网页节选 —
_____
尝试不加载这些资源,都将导致无法继续后续的,也不知道为什么

ext := filepath.Ext(ctx.Request.URL().Path)
		szT := util.Any2Str(ctx.Request.Req().Header["Content-Type"]) // stylesheet,font, image
		// 阻止请求 strings.Contains(szT, "stylesheet") ||
		if strings.Contains(szT, "stylesheet") || strings.Contains(szT, "font") || strings.Contains(szT, "image") || ext == ".png" || ext == ".jpg" || ext == ".jpeg" || ext == ".gif" || ext == ".css" || ext == ".woff" || ext == ".woff2" || ext == ".ttf" || ext == ".eot" {
			//ctx.Skip = true // ctx.Request.Req().Header.Set("My-Header", "test")
			//ctx.Response.Fail(proto.NetworkErrorReasonAborted)
			return false
		}

抱歉,我看不太懂你描述

1、MustAdd 添加了拦截器,我因为是做爬虫,所以想阻止图片、字体、css文件的加载,始终没有成功
2、我希望在页面加载完了、添加的拦截事件都运行完了得到一个事件,及时关闭page,似乎爬虫处理的页面在
page.MustNavigate(szUrl.Url).MustWaitLoad() 之后立刻关闭page的话,很多拦截器就无法得到运行
我当前是基于延时70秒,但是这不太友好

您可以尝试下爬虫:https://www.alipan.com/s/4iQjiU9KUmG
1、抓取"/adrive/v2/file/list_by_share" 的数据
3、阻止图片、字体、css文件的加载

我不确定:

wait := page.MustWaitNavigation()
	page.MustNavigate(szUrl.Url).MustWaitLoad()
	wait()
我不确定这里关闭page是否合适
_____
材料摘录 —

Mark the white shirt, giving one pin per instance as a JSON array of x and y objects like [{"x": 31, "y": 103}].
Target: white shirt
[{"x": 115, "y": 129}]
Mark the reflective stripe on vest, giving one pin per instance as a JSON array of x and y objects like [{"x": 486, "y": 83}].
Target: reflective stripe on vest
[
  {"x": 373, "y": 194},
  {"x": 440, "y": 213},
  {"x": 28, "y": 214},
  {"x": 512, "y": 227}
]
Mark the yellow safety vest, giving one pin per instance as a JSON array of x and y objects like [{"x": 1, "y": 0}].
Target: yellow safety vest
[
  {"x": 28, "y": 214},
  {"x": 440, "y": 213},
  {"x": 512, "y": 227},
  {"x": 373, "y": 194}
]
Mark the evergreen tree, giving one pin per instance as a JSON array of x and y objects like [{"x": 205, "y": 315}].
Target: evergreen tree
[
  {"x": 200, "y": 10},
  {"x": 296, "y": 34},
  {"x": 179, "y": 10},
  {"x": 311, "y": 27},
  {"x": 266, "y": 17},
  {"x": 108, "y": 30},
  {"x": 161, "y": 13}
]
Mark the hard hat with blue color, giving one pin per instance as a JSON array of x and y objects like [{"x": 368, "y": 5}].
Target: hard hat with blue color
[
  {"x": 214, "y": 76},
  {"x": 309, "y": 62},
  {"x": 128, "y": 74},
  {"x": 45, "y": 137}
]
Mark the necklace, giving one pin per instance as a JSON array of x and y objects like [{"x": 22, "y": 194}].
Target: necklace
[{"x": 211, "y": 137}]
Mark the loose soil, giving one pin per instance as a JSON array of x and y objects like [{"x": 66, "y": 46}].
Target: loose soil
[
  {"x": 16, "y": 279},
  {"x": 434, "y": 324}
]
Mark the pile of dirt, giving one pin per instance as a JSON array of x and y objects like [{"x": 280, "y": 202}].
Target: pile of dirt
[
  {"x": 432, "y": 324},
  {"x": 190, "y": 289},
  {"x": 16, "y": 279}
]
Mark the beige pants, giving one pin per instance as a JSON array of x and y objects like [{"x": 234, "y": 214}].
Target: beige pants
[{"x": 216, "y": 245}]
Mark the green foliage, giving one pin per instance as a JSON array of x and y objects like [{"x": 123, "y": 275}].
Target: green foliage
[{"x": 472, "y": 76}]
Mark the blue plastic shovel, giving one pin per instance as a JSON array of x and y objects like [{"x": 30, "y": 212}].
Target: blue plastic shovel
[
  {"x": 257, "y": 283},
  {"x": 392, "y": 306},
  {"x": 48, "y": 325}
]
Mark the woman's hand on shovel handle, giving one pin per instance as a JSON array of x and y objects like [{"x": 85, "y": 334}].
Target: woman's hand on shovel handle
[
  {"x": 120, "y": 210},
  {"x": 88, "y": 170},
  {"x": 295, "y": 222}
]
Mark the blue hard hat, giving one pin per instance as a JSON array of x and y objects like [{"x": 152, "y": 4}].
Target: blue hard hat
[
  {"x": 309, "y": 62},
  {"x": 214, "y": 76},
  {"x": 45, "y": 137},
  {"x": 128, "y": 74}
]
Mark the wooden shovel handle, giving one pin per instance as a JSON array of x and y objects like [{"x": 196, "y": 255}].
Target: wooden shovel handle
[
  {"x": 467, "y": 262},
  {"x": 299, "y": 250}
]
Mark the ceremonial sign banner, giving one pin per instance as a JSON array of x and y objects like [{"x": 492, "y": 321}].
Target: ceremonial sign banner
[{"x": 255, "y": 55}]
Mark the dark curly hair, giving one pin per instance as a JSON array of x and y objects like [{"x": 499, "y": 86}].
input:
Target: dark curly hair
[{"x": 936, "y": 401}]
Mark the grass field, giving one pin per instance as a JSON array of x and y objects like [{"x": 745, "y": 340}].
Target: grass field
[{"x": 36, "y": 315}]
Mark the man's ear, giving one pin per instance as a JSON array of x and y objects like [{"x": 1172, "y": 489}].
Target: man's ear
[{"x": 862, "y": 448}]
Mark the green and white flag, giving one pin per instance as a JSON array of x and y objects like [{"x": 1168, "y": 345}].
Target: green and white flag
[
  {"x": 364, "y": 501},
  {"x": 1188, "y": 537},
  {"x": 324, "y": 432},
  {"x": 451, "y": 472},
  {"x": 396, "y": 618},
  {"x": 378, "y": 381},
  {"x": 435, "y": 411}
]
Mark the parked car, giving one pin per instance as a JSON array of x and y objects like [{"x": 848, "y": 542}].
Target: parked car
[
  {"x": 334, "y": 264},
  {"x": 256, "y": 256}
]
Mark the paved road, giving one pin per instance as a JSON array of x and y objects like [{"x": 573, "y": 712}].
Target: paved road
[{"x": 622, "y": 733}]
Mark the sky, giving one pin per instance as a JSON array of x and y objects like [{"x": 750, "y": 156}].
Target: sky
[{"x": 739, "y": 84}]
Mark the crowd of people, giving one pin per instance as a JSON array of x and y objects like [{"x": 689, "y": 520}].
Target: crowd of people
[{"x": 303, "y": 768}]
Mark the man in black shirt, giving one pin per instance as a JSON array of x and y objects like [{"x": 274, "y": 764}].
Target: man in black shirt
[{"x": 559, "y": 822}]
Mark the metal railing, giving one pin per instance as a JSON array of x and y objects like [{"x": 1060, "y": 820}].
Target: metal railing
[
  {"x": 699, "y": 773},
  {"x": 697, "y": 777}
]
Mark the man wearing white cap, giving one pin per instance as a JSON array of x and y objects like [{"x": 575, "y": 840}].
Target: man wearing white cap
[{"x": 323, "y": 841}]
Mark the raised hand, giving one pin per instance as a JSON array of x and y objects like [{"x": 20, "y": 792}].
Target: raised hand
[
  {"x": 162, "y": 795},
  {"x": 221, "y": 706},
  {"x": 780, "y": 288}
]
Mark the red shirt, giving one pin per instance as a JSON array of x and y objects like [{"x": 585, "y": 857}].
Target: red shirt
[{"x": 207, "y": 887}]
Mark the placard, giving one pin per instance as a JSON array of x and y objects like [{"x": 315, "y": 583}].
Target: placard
_____
练习题 —
A. 网页节选的代码中,用 strings.Contains 在 Content-Type 里检查了哪些字符串?请全部列出。
B. 用两句话概括网页节选中提问者遇到的问题。

参考答案 —
A. "stylesheet"、"font"、"image"

B. 提问者在做爬虫时用 MustAdd 添加了拦截器,想阻止图片、字体和 css 文件的加载,但始终没有成功。提问者还希望在页面加载完、拦截事件都运行完后得到一个事件,以便及时关闭 page,目前只能基于延时 70 秒,这不太友好。